[Insight-developers] boundary faces calculator bug
wanlin
wanlinzhu at gmail.com
Wed Apr 18 05:41:04 EDT 2012
In the case of [5,1], the image bufferedRegion is index[0,0], size[5,1].
requestToProcessRegion is the same as bufferedRegion.
There is no NonBoundaryRegion with radius[1,1]. Meanwhile there is only one
boundary region in the Y direction.
I submit a patch which could address the issue. However it could not
handle requestToProcessRegion is inside of BoundaryRegion.
best
wanlin
On Wed, Apr 18, 2012 at 12:35 AM, Kris Zygmunt <krismz at sci.utah.edu> wrote:
>
> On Apr 17, 2012, at 4:48 AM, wanlin wrote:
>
>
>> Hi,
>> The current implementation of BoundaryFacesCalculator is based on the
>> following assumption.

Entries →

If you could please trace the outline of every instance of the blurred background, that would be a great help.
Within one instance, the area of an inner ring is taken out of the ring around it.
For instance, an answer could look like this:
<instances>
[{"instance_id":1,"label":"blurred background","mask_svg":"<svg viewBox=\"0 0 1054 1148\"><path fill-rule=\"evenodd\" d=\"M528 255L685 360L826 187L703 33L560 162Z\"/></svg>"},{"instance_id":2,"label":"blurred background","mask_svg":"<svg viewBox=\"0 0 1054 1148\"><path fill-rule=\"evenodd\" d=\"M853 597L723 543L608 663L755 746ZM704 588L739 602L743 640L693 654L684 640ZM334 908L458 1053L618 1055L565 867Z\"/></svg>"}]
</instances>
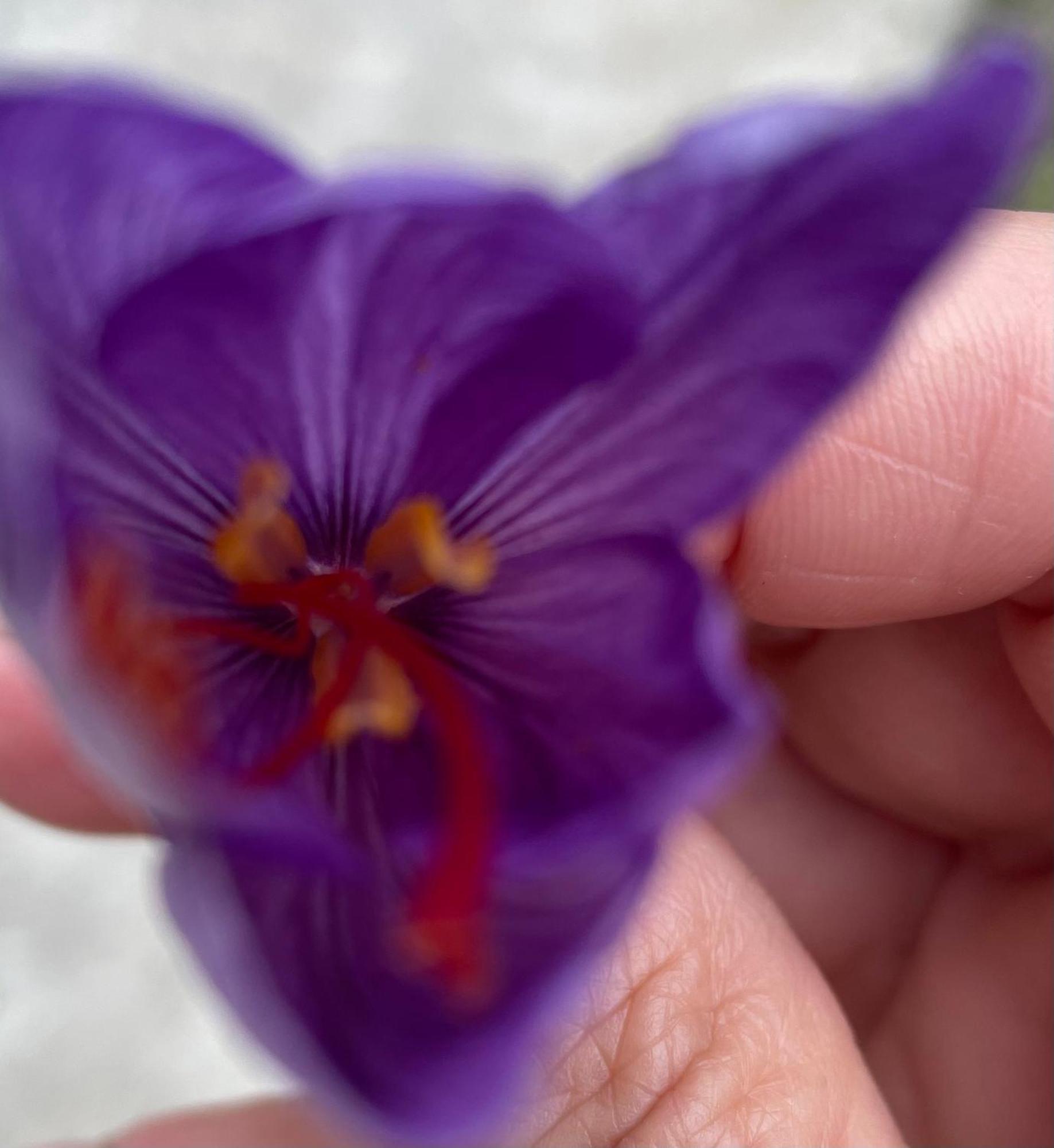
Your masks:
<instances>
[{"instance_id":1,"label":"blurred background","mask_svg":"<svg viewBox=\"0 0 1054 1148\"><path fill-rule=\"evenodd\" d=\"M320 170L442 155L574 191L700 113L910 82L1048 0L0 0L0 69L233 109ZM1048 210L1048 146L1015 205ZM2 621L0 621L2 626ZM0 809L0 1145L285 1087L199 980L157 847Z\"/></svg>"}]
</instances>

* * *

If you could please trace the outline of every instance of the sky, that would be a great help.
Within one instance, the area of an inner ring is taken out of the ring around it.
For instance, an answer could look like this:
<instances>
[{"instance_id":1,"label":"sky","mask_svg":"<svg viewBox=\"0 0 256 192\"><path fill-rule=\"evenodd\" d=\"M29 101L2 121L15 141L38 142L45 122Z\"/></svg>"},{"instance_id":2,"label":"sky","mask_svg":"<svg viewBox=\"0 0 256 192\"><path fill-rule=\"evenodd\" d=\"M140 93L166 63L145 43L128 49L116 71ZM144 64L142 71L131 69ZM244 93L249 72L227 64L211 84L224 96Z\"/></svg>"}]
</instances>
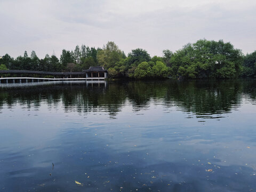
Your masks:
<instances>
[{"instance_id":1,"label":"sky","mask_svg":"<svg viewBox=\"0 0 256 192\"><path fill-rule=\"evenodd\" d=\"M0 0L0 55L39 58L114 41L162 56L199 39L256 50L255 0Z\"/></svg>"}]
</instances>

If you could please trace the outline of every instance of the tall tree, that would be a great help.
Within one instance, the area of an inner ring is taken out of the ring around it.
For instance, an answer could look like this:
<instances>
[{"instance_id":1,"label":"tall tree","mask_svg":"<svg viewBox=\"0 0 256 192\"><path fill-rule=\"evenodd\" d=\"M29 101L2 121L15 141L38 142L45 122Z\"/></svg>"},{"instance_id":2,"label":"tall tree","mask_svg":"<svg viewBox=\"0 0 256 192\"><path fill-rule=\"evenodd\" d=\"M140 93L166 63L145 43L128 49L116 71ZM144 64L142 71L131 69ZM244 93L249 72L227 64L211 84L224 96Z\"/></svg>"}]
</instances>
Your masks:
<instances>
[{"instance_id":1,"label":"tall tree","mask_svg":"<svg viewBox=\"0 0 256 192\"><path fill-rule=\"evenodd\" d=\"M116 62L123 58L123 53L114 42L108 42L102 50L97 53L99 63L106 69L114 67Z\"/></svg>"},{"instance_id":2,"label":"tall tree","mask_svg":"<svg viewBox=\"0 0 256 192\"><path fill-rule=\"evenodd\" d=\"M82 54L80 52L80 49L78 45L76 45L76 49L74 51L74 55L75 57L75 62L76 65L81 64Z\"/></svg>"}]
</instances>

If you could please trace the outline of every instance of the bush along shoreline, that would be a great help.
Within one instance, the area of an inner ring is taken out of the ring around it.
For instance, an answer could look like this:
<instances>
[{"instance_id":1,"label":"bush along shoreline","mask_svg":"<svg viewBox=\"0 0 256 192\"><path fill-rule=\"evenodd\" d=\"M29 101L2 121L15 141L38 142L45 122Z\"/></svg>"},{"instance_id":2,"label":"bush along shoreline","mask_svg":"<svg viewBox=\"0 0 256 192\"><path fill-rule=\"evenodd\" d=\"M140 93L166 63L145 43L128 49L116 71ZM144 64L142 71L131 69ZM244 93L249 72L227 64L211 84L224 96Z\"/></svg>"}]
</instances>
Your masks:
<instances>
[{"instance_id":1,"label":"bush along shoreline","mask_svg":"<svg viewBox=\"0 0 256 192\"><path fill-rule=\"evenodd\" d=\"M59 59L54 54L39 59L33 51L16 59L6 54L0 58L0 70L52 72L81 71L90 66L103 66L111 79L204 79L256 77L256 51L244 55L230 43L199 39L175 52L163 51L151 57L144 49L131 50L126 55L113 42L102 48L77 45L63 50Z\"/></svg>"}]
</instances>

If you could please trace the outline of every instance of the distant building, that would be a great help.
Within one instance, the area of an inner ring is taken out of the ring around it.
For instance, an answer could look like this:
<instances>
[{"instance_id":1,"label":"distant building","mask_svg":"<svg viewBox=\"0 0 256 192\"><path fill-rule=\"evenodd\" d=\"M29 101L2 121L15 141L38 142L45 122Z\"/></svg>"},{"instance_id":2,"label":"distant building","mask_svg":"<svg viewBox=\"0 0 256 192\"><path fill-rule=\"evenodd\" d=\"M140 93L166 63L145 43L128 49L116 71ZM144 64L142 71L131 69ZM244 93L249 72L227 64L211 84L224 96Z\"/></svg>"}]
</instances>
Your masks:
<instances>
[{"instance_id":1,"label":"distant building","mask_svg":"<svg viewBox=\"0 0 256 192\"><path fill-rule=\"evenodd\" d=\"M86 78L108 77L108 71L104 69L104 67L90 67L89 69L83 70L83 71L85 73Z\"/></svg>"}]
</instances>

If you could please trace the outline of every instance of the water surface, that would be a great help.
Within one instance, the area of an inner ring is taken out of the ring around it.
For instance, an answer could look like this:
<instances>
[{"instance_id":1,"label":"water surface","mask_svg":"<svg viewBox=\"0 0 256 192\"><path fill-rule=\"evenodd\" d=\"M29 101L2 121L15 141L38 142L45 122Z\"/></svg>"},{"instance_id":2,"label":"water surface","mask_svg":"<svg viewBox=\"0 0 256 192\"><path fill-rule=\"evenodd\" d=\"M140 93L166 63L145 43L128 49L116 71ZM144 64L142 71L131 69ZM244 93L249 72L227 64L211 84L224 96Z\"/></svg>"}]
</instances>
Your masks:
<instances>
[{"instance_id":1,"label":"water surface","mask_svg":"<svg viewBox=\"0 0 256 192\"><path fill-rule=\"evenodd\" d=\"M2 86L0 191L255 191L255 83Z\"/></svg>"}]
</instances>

Directive → Substitute "buffered region" for "bufferedRegion" in everything from "[Insight-developers] boundary faces" down to "the Y direction." in the boundary faces calculator post, and write that passage out again.

Result for this exercise →
[Insight-developers] boundary faces calculator bug
wanlin
wanlinzhu at gmail.com
Wed Apr 18 05:41:04 EDT 2012
In the case of [5,1], the image buffered region is index[0,0], size[5,1].
requestToProcessRegion is the same as buffered region.
There is no NonBoundaryRegion with radius[1,1]. Meanwhile there is only one
boundary region in the Y direction.